■ **出された問題 A**:
羽幌のベントナイトの文章によると、調査した地域と近くの地域を合わせた埋蔵量は何トンですか。
■ **出された問題 B**:
羽幌のベントナイトの文章を、最後の文のあとから書き続けてください。

■ **文書の一部**:
*-*-*

羽幌産ベントナイト鉱床の規模は従来推定の域をでなかったがこの調査によって確定し、鉱床全体の品質性状が明らかになった。品質は全体に良好で調査対象地域の埋蔵鉱量は約60万トン、近傍地域の鉱量30万トンを合せて90万トンである。なお、この試験研究で取り扱った試料の数は約300ヶである。この鉱床は、沸石が混じった凝灰岩が層状に風化堆積したとされているので,この成因による羽幌ベントナイトの特徴があり、それは、[1]ところによって砂状の沸石が混入する、[2]全体に粘土状で、[3]高品質(かつ重金属を含まず)、である。従って、他所では見られないこの特徴を生かした利用法を考えるべきである。
ベントナイト原石を乾燥後微粉砕して、そのまま全量製品することに問題はない。この際若干の脈石が原石に混入している場合は選択破砕が可能で,微粉砕後の分級で若干品位をあげることができる。ベントナイトの他に含沸石ベントナイトを製品として生産する場合も、ベントナイトの場合と同様特に問題はないが、ベントナイト生産過程で分級した粗粒分を含む沸石ベントナイトの生産工程に投入すれば良い。そこで鉱床の規模、立地条件および回収費などから、羽幌のベントナイト鉱床が経済的に開発可能であると結論した。
羽幌ベントナイトを湿式で解砕によって高純度で、しかも非常に微細な粒子として回収(噴霧乾燥による)されるので、これの利用拡大について、2、3検討中である。また、ゼオライト原料としての利用拡大について検討したが、混入するα−クリストバライトの影響を受けて、これを原料とするメリットはなかった。なお、含沸石ベントナイトは農薬用として、その効果を充分に発揮するものと考えられる。

*-*-*

■ **表示データ**:
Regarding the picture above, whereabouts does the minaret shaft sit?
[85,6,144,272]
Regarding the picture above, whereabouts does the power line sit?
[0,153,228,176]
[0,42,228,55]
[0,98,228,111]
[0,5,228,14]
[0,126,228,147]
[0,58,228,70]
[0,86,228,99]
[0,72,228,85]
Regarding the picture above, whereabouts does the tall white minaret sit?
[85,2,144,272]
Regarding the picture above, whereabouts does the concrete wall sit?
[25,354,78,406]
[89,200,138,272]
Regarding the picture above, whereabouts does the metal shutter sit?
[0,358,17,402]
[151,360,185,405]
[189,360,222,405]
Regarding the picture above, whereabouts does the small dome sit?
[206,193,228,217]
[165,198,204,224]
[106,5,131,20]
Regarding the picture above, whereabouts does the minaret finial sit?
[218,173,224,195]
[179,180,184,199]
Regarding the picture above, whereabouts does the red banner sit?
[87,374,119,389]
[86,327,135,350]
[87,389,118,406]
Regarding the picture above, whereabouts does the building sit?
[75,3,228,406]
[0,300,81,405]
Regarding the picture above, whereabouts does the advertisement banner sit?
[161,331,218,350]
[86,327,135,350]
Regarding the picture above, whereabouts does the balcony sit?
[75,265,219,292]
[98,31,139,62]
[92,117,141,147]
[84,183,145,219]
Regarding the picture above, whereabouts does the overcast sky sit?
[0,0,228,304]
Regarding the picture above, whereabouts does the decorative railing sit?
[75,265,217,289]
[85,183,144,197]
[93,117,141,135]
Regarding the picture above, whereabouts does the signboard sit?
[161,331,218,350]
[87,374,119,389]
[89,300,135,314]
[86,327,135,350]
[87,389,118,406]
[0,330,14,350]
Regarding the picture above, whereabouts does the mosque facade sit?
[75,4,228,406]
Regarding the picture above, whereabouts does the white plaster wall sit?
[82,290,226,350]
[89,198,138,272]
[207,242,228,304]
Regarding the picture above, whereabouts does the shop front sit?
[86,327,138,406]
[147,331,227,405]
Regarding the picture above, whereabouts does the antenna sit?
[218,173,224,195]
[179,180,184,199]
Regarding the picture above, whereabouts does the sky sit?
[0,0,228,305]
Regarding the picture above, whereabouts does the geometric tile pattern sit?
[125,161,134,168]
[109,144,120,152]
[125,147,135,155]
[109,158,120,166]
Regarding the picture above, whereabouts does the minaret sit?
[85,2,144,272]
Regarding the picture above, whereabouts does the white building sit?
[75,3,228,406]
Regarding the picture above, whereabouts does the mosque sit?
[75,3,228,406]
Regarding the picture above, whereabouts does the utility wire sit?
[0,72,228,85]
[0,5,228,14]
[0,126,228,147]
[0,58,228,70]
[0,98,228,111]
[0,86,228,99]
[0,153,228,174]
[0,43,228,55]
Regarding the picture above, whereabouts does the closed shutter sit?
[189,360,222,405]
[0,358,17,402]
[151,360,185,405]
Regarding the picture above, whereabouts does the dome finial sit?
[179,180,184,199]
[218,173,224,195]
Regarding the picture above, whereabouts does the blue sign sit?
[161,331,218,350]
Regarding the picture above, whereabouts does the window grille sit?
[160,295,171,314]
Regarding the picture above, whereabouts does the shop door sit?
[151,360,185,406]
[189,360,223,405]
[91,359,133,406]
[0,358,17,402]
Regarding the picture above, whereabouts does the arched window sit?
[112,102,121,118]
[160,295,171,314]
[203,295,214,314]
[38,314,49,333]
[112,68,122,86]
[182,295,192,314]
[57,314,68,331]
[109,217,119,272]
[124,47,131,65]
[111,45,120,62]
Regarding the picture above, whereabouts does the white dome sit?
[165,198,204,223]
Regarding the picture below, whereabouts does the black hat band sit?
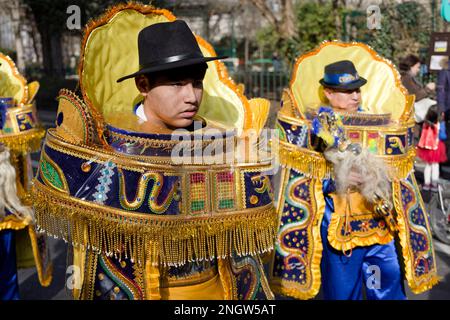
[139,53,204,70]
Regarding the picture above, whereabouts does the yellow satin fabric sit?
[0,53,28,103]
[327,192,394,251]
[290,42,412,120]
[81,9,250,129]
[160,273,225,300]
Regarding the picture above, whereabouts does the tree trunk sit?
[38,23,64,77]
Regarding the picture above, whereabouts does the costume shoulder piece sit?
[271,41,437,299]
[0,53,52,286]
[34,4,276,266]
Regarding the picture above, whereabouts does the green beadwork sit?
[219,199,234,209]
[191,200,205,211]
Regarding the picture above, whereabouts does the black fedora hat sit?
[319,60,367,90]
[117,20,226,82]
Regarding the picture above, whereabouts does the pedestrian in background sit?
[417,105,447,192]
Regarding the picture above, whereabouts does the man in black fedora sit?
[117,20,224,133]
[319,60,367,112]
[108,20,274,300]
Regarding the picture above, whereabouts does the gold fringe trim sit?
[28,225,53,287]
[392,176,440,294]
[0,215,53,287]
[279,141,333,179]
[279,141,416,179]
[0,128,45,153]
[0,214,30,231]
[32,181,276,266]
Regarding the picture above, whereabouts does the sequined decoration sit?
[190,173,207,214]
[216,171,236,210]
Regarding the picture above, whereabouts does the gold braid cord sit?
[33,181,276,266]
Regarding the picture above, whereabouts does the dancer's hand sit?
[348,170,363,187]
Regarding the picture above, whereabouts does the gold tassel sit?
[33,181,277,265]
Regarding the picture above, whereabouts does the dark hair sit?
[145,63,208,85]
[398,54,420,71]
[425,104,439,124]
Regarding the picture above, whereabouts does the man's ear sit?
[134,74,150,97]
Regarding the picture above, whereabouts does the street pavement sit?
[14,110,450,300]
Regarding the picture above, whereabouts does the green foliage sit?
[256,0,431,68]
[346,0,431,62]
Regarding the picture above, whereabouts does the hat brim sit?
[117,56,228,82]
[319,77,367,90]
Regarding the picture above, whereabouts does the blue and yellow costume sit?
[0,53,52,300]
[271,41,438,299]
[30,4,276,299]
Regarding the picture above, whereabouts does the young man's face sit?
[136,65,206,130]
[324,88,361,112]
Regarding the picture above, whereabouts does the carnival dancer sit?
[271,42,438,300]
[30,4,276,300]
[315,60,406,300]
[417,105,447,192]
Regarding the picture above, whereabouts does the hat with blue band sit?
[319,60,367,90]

*-*-*

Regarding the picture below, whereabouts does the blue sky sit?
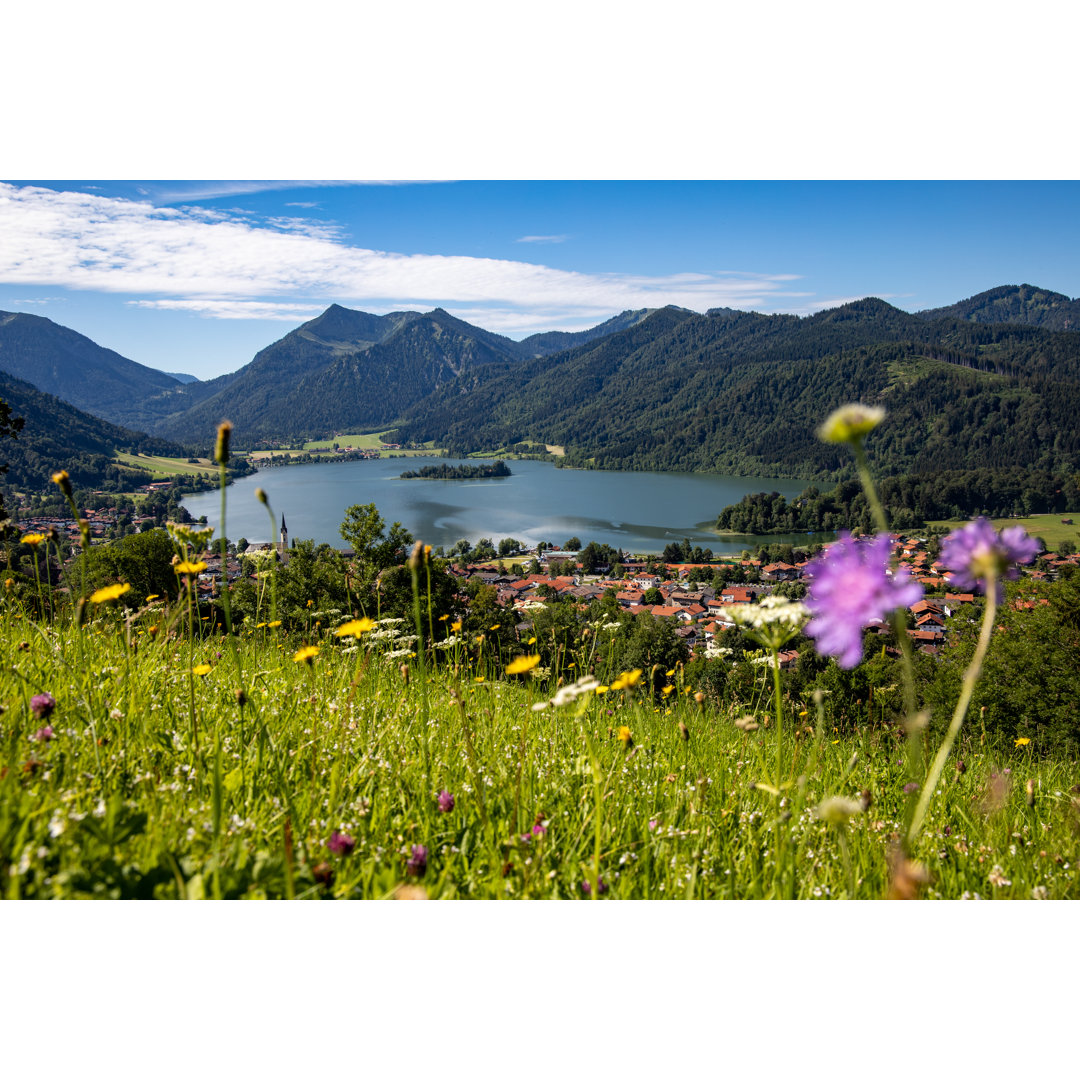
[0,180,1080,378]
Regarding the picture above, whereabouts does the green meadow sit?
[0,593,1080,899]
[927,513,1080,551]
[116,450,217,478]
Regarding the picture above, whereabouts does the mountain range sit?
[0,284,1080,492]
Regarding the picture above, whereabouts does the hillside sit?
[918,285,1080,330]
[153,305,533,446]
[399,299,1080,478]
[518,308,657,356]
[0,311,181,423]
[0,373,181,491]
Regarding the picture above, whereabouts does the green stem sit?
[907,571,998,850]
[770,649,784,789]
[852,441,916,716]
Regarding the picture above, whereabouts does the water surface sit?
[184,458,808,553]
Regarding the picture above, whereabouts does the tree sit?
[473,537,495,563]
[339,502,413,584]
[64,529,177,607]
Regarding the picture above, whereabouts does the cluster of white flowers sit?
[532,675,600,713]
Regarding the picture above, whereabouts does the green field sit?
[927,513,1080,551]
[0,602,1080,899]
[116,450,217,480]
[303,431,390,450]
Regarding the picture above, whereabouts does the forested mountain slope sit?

*-*-*

■ **問題への答え A**:
90万トンです。

■ **問題への答え B**:
羽幌地域に賦存するベントナイト鉱床の全容と品質および性状が明らかになった。羽幌ベントナイトの品質は良好であり、現在市販されている高純度ベンドナイトに匹敵する。したがって、通常の用途向けにはもちろんのこと、高純度ベントナイトとしての利用拡大が期待される。
1 羽幌のベンドナイトについて
羽幌のベンドナイトの鉱床は、苫前郡羽幌町字上羽幌にあり、羽幌線羽幌駅の東南東約20q、旧羽幌炭鉱の2坑南部地域に賦存している。鉱床の賦存状況は今回の調査で明らかにされたが、(後述する)、それまでは南北におよそ1,000m、東西に300m、層厚4〜5mといわれていた。
昭和21年から個人による小規模な採鉱が行われ、その後、日本ベントナイト工業株式会社が石油掘作さく用泥水の混合材を採取する目的で、昭和33年春に、羽幌町市街に粉砕工場を設け、昭和35年までに約2,400トンのベントナイトを採堀した。ベントナイトの品質は良好で、泥水混合材としての規格品が生産されたという報告がある。昭和36年に採掘は中止され、現在未開発のまま有望な鉱床が温存されている。
今度の試料研究で取り扱った試料はおおよそ300ヶ余りであるが、この内代表的な試料について、その特徴的な性状について報告することにする。
試料1、2、3の化学分析値を第1表に、性状試験結果を第2表に示した。化学分析値で特徴的なことは、シリカ・アルミナ比は同程度なのに、ゼオライト(試料3)のナトリウムの含有率が、他の試料の数倍である。性状試験で、水分の数値は65℃で充分乾燥したもので、原石の水分ではない。試料2には若干のゼオライトが混入するので、陽イオン交換値は、試料1より若干高く、試料3が最高値を示す。表中示された膨潤度の18.5も原石中の最高値であり、鉱床全体の平均値は、15前後になるものと思われる。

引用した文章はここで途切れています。